#### Source document:
* start *

The Pitfalls of Building an Elasticsearch backed Search Engine

Ben Tasker

2020-02-05 09:27 (updated 2020-02-05 09:31)

There are a ton of articles on the internet describing how to go about building a self-hosted fulltext search engine using ElasticSearch.

Most of the tutorials I read describe a fairly simple process, install some software, write a little bit of code to insert and extract data.

The underlying principle really is:

Install and set up ElasticSearch
Create a spider/crawler or otherwise insert your content into Elasticsearch
Create a simple web interface to submit searches to Elasticsearch
???
Profit

At the end of it you get a working search engine. The problem is, that search engine is crap.

It's not that it can't be saved (it definitely can), so much as that most tutorials seem not to lend any thought to improving the quality of search results - it returns some results and that's good enough.

Over the years, I've built up a lot of internal notes, JIRA tickets etc, so for years I ran a self-hosted internal search engine based upon Sphider. It's code quality is somewhat questionable, and it's not been updated in years, but it sat there and it worked.

The time came to replace it, and experiments with off-the-shelf things like yaCy didn't go as well as hoped, so I hit the point where I considered self-implementing. Enter ElasticSearch, and enter the aforementioned Internet tutorials.

The intention of this post isn't to detail the process I followed, but really to document some of the issues I hit that don't seem (to me) to be too well served by the main body of existing tutorials on the net.

The title of each section is a clicky link back to itself.

Overview

I first toyed with the idea of replacing Sphider a couple of years back, and had actually already created a spider in Python which could pull pages, index them and extract outgoing links (as well as things like schema.org markup). So, the plan was to reuse this code to hopefully throw together a proof of concept quite quickly - this is a choice I came to regret a little bit.

The implementation was built on a NFS booted Raspberry Pi. The reason for this is that my earlier experimentation with yaCy had been run on the same Pi, and Solr performed alright there, so I figured being able to compare the two might be helpful. An attached USB thumb-drive is used for ElasticSearch's data directory (as it was for Solr) in order to ensure NFS performance doesn't impact indexing and searches.

Once the teething troubles mentioned here were overcome, it actually started to perform quite well - to the extent that I've now gone to the effort of extending the crawler so that images are also indexed, giving functionality that Sphider was missing

Setup

Ultimately the system consists of

Nginx
ElasticSearch
Python Crawler Script
Static HTML and Javascript for Search Portal

Self-Inflicted - Python 2

Let's start with one that was entirely self-inflicted.

In order to "move fast", I decided to re-use some code I'd written previously. It's quite a nice little crawler really as it can pull out semantic/structured markup.

But, it was written using Python 2 (now officially an unsupported language). As clever as the semantic data processing might be, I've not actually used the data it generates in the indexes, and the codebase needed various tweaks and improvements over time.

The result being that I've got a nice, working, solution but it's written in a defunct language and is going to need porting over to Python 3 at some point in the near future. I was aware of this when I started, but worked on the basis that the crawler was in theory "oven ready".

* end *

#### Task instructions:
a – According to the Elasticsearch article, what was used for ElasticSearch's data directory on the Raspberry Pi?
b – Pull a passage word for word from the Elasticsearch article: begin at the words "Install and set" and stop after "and it worked.".
c – Continue the Elasticsearch article from the point where it stops.

#### Dataset rows:
* start *

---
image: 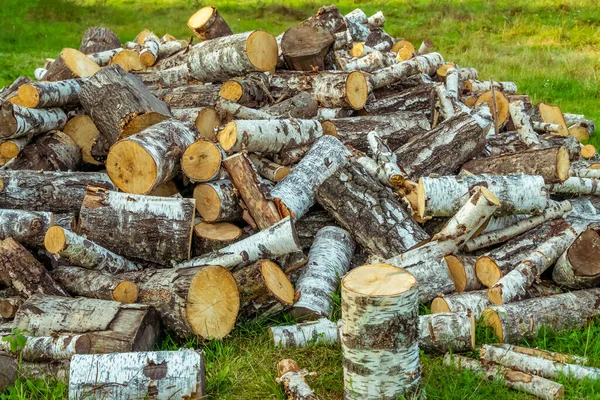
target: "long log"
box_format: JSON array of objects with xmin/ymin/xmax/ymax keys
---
[
  {"xmin": 78, "ymin": 187, "xmax": 195, "ymax": 265},
  {"xmin": 69, "ymin": 349, "xmax": 206, "ymax": 399},
  {"xmin": 13, "ymin": 294, "xmax": 160, "ymax": 353},
  {"xmin": 316, "ymin": 163, "xmax": 429, "ymax": 258},
  {"xmin": 341, "ymin": 264, "xmax": 421, "ymax": 399},
  {"xmin": 291, "ymin": 226, "xmax": 355, "ymax": 319}
]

* end *

#### The answers:
a – An attached USB thumb-drive.

b –
Install and set up ElasticSearch
Create a spider/crawler or otherwise insert your content into Elasticsearch
Create a simple web interface to submit searches to Elasticsearch
???
Profit

At the end of it you get a working search engine. The problem is, that search engine is crap.

It's not that it can't be saved (it definitely can), so much as that most tutorials seem not to lend any thought to improving the quality of search results - it returns some results and that's good enough.

Over the years, I've built up a lot of internal notes, JIRA tickets etc, so for years I ran a self-hosted internal search engine based upon Sphider. It's code quality is somewhat questionable, and it's not been updated in years, but it sat there and it worked.

c –
This is also part of the reason why this post isn't a tutorial on building your own search engine - there really isn't much point/benefit in me detailing how to do it if the code I'm going to be sharing is in Python 2.

Splitting Pages into Sentences/Paragraphs

Various tutorials will recommend chunking page content down to paragraphs or even sentences, and inserting each individually into ElasticSearch. The logic behind this is sound enough - it means that scoring is performed based on smaller chunks, which should hopefully result in more relevant results being returned.

What's not always sound though, is the method of chunking down.

Take the following example

for sentence in page_text.split('.'):
    insertIntoIndex(sentence)

On the face of it, this should be fine. It breaks the page text up into sentences and inserts each individually.

However, in practice, this is absolutely not fine. The above will split on a period wherever it occurs, meaning that things like hostnames will be inserted as individual entities. So if your page text is

www.bentasker.co.uk contains lots of stuff.

Searching for www.bentasker.co.uk will not return a match, because it's been inserted into the index as

www
bentasker
co
uk
contains lots of stuff

Not being able to search by hostname is a bit of a showstopper for me, though it's not just limited to those. Searching for h.264 should return (at least) this and this, but won't, because h and 264 are separate entries in the index.

If you are going to split on a period, it's important to do so only if it's followed by a newline or a space

import re
for sentence in re.split('\.($|\ )',page_text):
    insertIntoIndex(sentence)

(Just as a side note, you also want to batch insert for performance reasons - it's just easier not to in psuedo-code).

Use HTTP Keep-Alive Connections

When building your spider, you absolutely should make use of keep-alive pools. Far too many tutorials will do something like this

import requests
def fetchPage(url):
    ''' Example, so yeah there's no error handling
    '''
    r = requests.get(url)
    return r.content

def main():
    content=fetchPage("https://www.bentasker.co.uk")
    // then do something...

This works, but for each and every page you fetch you're going to establish a new TCP connection to the hosting server. Not only does this slow your crawl, but it puts undue strain on the origin server too.

Instead, you should make use of a keep-alive pool. Python's requests has one that's trivial to use.

def fetchPage(url,reqpool):
    ''' Example, so yeah there's no error handling
    '''
    r = reqpool.get(url)
    return r.content


def main():
    reqpool = requests.Session()
    content=fetchPage("https://www.bentasker.co.uk")
    // then do something...

If the same instance of requests.Session is passed in each time, any existing connections to the origin in that pool will be reused rather than establishing a new one. You could (but shouldn't) make it a global to reduce the need to pass it around (better to design so it doesn't need to be passed around too much). Spoiler alert: I was lazy and made it a global.

Store the Indexing Date

Any search engine worth it's salt will periodically check that items it's indexed are still valid. This isn't the same thing as a recrawl, because generally a recrawl won't account for pages that no longer exist.

Imagine the index page links to the following

foo.html
bar.html
sed.html

Then one day, you edit it to remove the reference to sed.html and delete that file. It's not an awful lot of use to you if your search engine will continue to return links to sed.html (nobody likes a face full of 404).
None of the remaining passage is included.